▸ **WRITTEN EXERCISE**:
Set down the whole listing verbatim.

(Items from a data source)
BEGIN
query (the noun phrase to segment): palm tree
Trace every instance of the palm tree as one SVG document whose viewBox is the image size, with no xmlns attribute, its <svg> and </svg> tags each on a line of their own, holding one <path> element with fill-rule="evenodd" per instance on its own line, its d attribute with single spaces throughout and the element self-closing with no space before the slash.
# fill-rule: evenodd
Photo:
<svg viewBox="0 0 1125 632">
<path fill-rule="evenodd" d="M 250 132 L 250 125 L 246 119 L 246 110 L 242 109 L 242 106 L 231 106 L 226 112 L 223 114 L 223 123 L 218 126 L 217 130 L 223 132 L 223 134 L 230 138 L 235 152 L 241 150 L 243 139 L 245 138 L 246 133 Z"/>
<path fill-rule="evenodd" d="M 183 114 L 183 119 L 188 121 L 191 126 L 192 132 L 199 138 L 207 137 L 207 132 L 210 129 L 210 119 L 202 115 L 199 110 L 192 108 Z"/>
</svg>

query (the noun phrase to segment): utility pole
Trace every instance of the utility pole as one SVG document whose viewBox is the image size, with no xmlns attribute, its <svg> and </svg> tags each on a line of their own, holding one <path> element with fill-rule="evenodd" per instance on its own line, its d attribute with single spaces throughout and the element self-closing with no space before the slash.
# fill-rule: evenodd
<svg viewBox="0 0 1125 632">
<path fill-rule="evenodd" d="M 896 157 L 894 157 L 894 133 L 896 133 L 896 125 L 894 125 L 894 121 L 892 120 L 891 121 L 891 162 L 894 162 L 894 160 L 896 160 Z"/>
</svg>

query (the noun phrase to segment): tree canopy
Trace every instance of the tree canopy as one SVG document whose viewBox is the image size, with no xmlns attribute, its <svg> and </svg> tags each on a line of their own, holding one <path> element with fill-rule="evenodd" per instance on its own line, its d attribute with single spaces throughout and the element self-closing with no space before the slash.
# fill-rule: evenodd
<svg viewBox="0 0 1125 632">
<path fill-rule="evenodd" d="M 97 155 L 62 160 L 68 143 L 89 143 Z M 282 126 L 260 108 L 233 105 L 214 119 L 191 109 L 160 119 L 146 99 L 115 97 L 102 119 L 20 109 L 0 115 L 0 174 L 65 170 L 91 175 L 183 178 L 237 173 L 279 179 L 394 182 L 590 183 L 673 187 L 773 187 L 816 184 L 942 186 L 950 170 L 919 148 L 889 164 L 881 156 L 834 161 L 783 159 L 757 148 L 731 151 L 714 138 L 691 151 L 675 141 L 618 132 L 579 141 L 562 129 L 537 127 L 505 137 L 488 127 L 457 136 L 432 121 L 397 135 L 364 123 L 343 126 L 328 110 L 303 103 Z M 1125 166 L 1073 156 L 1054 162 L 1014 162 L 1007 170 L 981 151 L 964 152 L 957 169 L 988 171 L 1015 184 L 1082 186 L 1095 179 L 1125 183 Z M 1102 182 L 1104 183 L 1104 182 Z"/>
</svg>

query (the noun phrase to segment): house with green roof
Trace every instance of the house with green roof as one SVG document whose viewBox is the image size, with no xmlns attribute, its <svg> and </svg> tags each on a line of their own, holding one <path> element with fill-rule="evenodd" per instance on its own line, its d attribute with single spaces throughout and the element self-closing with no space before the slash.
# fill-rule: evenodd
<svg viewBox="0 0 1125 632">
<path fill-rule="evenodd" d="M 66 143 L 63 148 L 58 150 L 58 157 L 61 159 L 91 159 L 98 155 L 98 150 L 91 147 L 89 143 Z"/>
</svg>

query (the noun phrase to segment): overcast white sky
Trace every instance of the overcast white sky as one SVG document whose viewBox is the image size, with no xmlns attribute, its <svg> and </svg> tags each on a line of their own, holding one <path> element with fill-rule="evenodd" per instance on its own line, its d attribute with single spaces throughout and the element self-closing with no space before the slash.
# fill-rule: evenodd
END
▸ **COMPLETE RESPONSE**:
query (the noun phrase to segment): palm tree
Trace every instance of the palm tree as one SVG document whose viewBox is the image size, with no xmlns attribute, its <svg> and </svg> tags each on a line of their own, holding one <path> element with fill-rule="evenodd" per instance on its own line, its d attribute with single spaces throughout and the element self-closing with no space before the slash.
# fill-rule: evenodd
Photo:
<svg viewBox="0 0 1125 632">
<path fill-rule="evenodd" d="M 250 132 L 250 125 L 246 119 L 246 110 L 242 109 L 242 106 L 231 106 L 226 112 L 223 114 L 223 123 L 218 126 L 217 130 L 223 132 L 223 134 L 230 138 L 235 152 L 241 150 L 243 139 L 245 138 L 246 133 Z"/>
<path fill-rule="evenodd" d="M 183 114 L 183 119 L 188 121 L 191 126 L 192 132 L 199 138 L 207 137 L 207 132 L 210 129 L 210 119 L 202 115 L 199 110 L 192 108 Z"/>
</svg>

query (the noun phrase to segment): utility pole
Trace every instance of the utility pole as one SVG document whose viewBox is the image size, with no xmlns attribute, its <svg> and </svg> tags each on a line of their own, holding one <path> element with fill-rule="evenodd" per instance on its own line, its d attribute with single spaces throughout and the element self-closing with no space before the slash.
# fill-rule: evenodd
<svg viewBox="0 0 1125 632">
<path fill-rule="evenodd" d="M 896 157 L 894 157 L 894 133 L 896 133 L 896 125 L 894 125 L 894 121 L 892 120 L 891 121 L 891 162 L 894 162 L 894 160 L 896 160 Z"/>
</svg>

query (the noun phrase to segment): tree canopy
Trace every instance of the tree canopy as one SVG document whose viewBox is the image size, with no xmlns attribute, its <svg> and </svg> tags each on a line of their own, holding one <path> element with fill-rule="evenodd" per instance on its own line, its d attribute with single spaces throughout and the element self-closing with no space before the slash.
# fill-rule: evenodd
<svg viewBox="0 0 1125 632">
<path fill-rule="evenodd" d="M 97 155 L 62 160 L 68 143 L 89 143 Z M 282 126 L 260 108 L 233 105 L 214 119 L 191 109 L 160 119 L 146 99 L 115 97 L 102 119 L 20 109 L 0 115 L 0 174 L 65 170 L 91 175 L 183 178 L 237 173 L 279 179 L 394 182 L 590 183 L 673 187 L 773 187 L 816 184 L 942 186 L 950 170 L 919 148 L 889 164 L 881 156 L 834 161 L 783 159 L 757 148 L 731 151 L 714 138 L 691 151 L 675 141 L 618 132 L 579 141 L 562 129 L 537 127 L 505 137 L 488 127 L 457 136 L 432 121 L 397 135 L 364 123 L 343 126 L 328 110 L 303 103 Z M 1125 166 L 1073 156 L 1054 162 L 1014 162 L 1007 170 L 981 151 L 964 152 L 957 169 L 988 171 L 1015 184 L 1082 186 L 1095 179 L 1125 183 Z M 1102 182 L 1104 183 L 1104 182 Z"/>
</svg>

query (the noun phrase to segment): house with green roof
Trace every instance of the house with green roof as one SVG document whose viewBox is the image size, with no xmlns attribute, its <svg> and </svg> tags each on a line of their own, holding one <path> element with fill-rule="evenodd" per instance on its own line, its d attribute with single spaces throughout and the element self-closing with no space before the slash.
# fill-rule: evenodd
<svg viewBox="0 0 1125 632">
<path fill-rule="evenodd" d="M 66 143 L 63 148 L 58 150 L 58 157 L 61 159 L 91 159 L 98 155 L 98 150 L 91 147 L 89 143 Z"/>
</svg>

query (the noun phrase to segment): overcast white sky
Trace every instance of the overcast white sky as one SVG document whose viewBox is the image size, with no xmlns attribute, its <svg> and </svg> tags each on a line of their own, holding one <path> element with fill-rule="evenodd" per instance on its own line, its d attribute with single spaces throughout and the element self-closing with no space before the slash.
# fill-rule: evenodd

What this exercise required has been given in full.